◆ **EXERCISE BRIEF**: Please replace "wooden furniture" with "wooden table" in the material below, starting at the line that contains "Which part of this frame contains the wooden furniture?" and continuing through the end, and give those lines back with nothing else changed.

◆ **EXTRACTED ENTRIES**:
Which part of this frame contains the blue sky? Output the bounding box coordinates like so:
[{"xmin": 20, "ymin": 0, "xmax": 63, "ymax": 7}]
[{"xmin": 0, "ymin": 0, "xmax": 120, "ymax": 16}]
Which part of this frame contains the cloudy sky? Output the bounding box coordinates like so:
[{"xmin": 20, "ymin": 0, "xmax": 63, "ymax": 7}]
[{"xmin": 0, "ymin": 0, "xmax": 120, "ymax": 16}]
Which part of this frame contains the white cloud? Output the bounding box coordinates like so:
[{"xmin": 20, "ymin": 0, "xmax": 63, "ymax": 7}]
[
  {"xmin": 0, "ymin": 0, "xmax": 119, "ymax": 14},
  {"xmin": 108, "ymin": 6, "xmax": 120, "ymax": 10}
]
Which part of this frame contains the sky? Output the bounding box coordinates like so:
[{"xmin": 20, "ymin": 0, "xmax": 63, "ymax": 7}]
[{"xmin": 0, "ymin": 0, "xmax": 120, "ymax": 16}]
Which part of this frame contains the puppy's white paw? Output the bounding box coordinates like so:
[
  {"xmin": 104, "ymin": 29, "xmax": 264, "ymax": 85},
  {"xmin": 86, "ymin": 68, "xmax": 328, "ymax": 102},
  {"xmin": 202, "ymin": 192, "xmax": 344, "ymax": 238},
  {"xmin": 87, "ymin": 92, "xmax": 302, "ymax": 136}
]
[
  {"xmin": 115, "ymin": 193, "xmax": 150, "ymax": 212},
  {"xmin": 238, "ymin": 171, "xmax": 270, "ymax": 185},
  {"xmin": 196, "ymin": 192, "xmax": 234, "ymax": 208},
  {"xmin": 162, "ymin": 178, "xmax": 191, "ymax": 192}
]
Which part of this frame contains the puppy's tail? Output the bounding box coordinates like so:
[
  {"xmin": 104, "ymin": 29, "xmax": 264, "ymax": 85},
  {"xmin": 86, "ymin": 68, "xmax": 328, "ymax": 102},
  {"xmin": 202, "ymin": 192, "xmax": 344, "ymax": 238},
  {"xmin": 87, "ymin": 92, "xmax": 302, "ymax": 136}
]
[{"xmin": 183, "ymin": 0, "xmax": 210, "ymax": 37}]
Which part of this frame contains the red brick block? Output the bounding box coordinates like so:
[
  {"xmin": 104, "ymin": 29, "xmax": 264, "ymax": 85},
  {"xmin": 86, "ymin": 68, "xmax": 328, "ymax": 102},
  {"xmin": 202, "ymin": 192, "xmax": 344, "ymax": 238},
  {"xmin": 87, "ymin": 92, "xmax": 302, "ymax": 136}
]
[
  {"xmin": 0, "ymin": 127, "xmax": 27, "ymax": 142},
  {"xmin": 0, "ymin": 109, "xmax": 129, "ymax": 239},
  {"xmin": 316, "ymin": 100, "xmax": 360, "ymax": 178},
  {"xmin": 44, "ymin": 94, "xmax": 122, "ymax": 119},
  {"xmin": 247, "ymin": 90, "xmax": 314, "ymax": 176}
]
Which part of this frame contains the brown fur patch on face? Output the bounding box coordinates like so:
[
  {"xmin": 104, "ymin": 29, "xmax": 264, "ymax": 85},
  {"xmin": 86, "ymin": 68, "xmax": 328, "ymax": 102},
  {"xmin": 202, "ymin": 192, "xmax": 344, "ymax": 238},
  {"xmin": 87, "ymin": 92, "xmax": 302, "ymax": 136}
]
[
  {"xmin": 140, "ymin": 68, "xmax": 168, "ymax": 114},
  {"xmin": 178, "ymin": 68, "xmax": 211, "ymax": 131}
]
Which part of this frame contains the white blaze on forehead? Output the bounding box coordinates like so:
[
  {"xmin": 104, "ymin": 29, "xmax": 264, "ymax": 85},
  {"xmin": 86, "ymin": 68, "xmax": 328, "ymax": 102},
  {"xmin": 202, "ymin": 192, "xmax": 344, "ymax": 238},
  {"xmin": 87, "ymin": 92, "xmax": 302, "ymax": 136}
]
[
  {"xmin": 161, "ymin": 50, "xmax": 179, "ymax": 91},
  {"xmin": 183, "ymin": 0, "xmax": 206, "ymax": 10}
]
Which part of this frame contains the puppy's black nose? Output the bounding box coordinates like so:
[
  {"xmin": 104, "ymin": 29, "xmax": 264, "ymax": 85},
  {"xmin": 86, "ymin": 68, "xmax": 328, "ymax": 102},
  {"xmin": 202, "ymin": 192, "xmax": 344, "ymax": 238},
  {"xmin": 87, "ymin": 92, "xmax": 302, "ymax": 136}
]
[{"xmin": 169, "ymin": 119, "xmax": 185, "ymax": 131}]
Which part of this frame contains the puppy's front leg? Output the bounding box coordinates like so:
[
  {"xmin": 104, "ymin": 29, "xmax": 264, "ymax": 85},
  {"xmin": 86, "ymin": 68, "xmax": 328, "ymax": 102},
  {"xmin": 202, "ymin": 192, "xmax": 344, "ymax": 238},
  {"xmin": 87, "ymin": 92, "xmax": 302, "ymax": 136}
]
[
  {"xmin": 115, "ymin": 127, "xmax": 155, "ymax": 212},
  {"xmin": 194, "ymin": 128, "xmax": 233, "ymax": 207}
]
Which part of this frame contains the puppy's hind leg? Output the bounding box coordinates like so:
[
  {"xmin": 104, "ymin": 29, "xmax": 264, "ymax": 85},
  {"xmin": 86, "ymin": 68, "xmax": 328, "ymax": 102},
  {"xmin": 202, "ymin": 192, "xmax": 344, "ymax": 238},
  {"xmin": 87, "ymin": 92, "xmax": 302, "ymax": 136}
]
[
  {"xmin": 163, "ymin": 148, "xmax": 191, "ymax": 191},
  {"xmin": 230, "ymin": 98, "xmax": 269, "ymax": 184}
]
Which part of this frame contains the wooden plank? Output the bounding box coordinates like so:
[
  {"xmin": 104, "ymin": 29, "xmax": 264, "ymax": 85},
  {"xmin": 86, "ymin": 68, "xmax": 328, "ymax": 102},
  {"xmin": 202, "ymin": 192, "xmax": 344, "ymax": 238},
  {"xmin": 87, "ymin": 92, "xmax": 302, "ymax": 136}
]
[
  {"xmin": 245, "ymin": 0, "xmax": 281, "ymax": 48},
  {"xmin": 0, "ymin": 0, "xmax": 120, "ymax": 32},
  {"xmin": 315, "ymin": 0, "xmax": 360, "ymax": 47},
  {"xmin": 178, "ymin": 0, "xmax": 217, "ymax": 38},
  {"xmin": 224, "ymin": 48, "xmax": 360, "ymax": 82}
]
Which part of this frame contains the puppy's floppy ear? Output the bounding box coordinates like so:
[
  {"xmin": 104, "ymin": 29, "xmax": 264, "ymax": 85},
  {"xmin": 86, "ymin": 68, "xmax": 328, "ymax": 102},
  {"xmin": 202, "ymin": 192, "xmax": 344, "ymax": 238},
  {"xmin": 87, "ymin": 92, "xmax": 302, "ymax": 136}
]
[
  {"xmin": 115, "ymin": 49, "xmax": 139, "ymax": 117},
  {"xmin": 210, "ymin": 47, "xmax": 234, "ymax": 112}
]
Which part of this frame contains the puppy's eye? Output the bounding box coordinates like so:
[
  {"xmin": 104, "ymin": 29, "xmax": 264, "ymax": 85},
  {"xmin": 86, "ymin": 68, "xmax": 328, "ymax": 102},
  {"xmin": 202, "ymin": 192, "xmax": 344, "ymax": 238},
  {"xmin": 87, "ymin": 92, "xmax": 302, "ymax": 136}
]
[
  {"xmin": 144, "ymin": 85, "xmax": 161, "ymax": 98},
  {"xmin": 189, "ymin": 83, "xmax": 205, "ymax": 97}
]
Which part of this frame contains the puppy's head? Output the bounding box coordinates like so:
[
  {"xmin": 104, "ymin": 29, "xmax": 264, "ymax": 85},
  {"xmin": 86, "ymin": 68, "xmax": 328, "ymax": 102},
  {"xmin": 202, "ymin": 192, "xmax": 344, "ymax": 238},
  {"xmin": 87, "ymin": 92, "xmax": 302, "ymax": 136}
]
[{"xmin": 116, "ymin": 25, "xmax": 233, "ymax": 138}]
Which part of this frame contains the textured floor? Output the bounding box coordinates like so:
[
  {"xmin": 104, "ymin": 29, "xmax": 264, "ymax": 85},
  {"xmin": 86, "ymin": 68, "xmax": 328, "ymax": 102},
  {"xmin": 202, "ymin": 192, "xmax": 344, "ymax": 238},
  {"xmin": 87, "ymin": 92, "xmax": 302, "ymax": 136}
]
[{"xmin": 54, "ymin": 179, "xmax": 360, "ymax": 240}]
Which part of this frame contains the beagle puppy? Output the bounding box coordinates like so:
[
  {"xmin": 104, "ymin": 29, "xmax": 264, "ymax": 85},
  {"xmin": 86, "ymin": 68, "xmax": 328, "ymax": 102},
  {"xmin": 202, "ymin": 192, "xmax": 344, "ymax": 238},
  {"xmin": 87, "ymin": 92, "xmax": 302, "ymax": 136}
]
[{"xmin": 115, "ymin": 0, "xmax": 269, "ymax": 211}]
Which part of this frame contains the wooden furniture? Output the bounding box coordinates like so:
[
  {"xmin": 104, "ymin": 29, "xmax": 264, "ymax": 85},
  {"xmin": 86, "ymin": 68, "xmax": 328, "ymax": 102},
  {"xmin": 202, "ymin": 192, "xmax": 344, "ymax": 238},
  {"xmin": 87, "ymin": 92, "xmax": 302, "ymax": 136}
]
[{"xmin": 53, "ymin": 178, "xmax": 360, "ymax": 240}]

◆ **ANSWER TO THIS EXERCISE**:
Which part of this frame contains the wooden table? Output the bounding box coordinates like so:
[
  {"xmin": 104, "ymin": 29, "xmax": 264, "ymax": 85},
  {"xmin": 86, "ymin": 68, "xmax": 328, "ymax": 102},
  {"xmin": 202, "ymin": 192, "xmax": 344, "ymax": 238},
  {"xmin": 87, "ymin": 92, "xmax": 302, "ymax": 136}
]
[{"xmin": 53, "ymin": 178, "xmax": 360, "ymax": 240}]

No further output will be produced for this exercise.